- Task brief: Find each line in the listing below that contains the word "jofran", and copy those lines.

[Labeled shape listing]

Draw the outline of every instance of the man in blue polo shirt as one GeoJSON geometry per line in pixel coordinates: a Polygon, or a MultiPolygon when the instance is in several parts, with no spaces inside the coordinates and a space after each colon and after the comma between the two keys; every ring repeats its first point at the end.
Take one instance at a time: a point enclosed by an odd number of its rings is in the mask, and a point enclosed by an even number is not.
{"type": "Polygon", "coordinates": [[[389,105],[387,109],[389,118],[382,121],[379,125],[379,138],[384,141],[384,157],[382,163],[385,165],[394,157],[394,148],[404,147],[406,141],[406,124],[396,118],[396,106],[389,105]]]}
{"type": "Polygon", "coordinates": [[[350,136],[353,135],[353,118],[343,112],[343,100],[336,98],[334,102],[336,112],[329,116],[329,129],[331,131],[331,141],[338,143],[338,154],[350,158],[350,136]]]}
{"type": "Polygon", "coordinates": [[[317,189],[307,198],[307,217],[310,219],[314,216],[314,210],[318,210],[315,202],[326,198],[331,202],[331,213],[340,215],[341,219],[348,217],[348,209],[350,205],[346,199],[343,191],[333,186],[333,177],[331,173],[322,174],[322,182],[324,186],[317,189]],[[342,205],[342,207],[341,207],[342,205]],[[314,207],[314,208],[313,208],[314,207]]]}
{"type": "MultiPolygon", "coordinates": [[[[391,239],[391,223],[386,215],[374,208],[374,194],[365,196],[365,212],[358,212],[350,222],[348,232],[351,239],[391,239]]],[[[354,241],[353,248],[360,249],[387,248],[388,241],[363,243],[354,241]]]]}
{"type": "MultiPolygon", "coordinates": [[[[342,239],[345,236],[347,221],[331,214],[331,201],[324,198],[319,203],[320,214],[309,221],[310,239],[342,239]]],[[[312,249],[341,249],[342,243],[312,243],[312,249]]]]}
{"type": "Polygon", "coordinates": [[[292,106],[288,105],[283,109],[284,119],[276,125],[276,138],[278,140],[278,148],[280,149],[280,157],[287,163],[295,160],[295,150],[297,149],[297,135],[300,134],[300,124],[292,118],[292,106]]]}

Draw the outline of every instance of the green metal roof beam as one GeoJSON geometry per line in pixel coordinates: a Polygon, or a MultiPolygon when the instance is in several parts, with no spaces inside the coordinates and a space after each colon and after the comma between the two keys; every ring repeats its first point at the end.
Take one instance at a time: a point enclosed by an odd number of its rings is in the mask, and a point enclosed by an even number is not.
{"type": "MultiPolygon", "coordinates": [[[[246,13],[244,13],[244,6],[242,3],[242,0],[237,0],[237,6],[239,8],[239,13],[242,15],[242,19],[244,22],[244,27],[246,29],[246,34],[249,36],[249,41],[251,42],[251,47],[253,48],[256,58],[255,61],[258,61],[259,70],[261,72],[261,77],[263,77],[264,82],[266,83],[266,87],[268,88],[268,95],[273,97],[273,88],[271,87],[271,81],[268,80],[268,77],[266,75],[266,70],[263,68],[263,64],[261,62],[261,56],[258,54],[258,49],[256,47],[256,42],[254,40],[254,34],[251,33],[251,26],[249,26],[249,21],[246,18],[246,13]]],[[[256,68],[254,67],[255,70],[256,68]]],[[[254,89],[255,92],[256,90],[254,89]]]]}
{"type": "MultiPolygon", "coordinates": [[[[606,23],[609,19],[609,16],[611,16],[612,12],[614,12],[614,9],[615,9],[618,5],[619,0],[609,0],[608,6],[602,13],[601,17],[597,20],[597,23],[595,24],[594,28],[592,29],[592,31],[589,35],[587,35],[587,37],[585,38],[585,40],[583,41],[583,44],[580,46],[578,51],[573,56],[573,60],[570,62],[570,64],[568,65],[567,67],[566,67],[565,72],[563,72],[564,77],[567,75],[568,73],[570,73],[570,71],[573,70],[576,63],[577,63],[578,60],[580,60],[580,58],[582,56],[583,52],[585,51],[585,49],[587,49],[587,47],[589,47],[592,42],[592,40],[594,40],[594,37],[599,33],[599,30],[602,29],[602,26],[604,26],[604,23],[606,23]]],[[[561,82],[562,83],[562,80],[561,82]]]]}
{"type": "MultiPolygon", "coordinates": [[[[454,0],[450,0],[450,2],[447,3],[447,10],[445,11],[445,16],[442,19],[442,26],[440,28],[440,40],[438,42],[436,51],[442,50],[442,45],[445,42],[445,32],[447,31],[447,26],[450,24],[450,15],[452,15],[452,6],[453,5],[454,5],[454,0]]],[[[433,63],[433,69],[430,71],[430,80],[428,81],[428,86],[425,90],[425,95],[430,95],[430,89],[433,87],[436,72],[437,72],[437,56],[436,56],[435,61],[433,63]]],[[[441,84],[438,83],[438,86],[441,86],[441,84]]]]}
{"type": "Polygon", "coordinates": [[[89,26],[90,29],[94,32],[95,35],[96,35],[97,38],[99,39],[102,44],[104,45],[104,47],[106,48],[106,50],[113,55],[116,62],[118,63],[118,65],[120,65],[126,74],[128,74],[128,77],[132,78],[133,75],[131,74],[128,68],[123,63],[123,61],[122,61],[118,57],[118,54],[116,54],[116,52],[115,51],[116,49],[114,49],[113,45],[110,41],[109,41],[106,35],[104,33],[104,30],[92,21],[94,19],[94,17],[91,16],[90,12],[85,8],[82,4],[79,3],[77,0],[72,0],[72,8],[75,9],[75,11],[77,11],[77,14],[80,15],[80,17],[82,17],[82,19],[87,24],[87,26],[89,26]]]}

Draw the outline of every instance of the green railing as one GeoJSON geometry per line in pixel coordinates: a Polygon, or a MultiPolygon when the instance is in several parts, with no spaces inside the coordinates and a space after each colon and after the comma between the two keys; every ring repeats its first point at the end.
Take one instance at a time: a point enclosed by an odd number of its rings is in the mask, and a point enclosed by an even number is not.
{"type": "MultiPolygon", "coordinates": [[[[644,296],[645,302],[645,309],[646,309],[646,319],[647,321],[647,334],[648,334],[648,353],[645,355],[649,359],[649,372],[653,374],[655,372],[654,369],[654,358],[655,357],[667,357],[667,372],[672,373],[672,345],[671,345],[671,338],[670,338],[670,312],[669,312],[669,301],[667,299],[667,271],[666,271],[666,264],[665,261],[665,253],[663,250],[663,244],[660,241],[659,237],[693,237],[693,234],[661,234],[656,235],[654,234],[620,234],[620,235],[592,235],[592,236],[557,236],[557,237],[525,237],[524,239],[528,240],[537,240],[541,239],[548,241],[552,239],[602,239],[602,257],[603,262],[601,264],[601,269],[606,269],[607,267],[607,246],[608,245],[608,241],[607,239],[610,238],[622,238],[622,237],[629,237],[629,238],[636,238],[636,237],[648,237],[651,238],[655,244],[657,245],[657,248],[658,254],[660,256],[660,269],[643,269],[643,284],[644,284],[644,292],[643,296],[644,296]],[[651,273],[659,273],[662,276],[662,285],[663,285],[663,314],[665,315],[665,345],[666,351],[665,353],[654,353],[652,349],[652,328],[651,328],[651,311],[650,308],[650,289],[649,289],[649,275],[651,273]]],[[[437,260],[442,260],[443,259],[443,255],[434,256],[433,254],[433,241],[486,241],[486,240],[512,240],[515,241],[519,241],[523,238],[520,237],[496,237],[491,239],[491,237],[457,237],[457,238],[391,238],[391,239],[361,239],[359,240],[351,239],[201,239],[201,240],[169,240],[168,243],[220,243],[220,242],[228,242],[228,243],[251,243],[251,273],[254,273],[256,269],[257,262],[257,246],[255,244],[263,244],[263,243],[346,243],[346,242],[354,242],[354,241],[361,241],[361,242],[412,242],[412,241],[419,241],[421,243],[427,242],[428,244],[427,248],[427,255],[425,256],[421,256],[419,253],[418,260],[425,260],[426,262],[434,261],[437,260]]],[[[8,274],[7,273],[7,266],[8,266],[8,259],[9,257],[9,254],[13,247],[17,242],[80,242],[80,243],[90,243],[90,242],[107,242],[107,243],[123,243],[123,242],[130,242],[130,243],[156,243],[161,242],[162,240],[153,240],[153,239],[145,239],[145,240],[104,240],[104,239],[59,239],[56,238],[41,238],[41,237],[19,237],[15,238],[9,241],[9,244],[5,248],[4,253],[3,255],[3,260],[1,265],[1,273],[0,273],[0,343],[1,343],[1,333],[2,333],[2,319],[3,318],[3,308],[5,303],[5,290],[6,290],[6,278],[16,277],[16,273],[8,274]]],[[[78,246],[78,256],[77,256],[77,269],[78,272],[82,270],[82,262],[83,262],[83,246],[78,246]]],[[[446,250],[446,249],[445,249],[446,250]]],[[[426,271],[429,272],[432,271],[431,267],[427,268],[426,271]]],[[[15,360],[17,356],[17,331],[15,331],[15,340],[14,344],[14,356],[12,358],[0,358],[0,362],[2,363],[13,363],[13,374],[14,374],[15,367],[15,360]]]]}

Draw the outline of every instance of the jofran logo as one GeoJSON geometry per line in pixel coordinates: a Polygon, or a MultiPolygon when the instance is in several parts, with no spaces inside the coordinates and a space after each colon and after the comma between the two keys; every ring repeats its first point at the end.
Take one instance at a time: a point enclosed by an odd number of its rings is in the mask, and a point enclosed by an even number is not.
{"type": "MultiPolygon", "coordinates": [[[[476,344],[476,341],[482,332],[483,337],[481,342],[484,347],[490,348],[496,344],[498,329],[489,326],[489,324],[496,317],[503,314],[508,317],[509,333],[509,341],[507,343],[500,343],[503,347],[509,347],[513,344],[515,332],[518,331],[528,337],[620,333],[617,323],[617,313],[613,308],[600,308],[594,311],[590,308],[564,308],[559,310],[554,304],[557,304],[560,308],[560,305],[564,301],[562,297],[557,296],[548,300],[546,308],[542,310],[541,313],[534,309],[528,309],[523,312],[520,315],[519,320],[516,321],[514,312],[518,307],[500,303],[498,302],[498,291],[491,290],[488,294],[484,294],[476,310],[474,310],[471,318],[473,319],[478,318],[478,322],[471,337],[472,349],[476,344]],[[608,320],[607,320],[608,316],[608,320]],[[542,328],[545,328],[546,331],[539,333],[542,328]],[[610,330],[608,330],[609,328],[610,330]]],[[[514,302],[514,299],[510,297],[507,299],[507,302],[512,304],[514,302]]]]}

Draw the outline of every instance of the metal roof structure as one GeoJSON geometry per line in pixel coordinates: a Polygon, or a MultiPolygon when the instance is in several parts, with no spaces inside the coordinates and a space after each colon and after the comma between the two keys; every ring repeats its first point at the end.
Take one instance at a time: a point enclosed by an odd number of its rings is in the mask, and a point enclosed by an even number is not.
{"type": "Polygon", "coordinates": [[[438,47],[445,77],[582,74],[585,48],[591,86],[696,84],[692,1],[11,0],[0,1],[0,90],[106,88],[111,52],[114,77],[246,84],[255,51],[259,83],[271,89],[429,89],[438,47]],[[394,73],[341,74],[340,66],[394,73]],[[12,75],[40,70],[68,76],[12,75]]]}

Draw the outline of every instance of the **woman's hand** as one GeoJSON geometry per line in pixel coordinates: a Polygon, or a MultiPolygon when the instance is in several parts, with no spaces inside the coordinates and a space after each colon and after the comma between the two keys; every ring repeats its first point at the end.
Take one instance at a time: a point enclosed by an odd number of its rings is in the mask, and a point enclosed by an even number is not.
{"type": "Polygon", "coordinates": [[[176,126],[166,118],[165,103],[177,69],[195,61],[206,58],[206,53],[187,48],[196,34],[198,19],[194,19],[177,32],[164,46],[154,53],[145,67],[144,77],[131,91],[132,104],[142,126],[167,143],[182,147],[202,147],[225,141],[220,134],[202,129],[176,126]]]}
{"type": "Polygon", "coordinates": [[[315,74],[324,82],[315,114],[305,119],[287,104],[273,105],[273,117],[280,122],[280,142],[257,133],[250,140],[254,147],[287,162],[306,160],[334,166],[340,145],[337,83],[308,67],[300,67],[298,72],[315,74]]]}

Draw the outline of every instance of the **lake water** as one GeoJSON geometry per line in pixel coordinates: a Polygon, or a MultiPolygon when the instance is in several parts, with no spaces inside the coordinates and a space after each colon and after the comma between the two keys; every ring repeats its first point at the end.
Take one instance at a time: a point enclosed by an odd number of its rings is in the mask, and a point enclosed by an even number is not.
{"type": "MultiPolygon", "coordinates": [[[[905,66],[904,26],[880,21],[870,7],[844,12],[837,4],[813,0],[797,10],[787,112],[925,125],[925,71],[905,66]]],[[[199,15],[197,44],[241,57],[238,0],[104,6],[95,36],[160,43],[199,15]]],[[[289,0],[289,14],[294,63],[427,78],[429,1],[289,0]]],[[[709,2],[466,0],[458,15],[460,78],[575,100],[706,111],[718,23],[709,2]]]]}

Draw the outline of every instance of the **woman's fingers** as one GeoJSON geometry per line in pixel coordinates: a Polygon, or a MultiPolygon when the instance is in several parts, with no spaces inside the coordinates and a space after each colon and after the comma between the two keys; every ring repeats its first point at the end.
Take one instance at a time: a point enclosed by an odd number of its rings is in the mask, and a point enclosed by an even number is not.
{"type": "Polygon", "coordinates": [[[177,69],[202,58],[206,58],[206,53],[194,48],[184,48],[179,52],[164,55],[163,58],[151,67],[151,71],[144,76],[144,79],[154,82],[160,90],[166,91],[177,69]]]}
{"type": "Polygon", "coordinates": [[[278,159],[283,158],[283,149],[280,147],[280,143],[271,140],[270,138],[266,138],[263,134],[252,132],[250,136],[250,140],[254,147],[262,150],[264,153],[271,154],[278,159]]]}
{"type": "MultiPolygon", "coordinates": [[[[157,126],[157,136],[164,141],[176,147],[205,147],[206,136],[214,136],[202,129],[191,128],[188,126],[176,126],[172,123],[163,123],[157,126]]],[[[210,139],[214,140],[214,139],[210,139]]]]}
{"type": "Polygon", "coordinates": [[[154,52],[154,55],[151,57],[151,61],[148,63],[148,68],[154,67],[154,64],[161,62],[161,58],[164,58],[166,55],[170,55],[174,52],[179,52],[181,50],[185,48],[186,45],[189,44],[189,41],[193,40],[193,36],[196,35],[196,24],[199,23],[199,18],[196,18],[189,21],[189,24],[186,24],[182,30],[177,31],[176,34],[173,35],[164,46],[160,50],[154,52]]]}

- Task output:
Draw the outline of every instance of the jofran logo as one GeoJSON geometry per line in pixel coordinates: a Polygon, or a MultiPolygon when the instance is in several parts, with no spaces inside the coordinates and a space after each colon and after the comma between the two keys; every ring repeats its first point at the end.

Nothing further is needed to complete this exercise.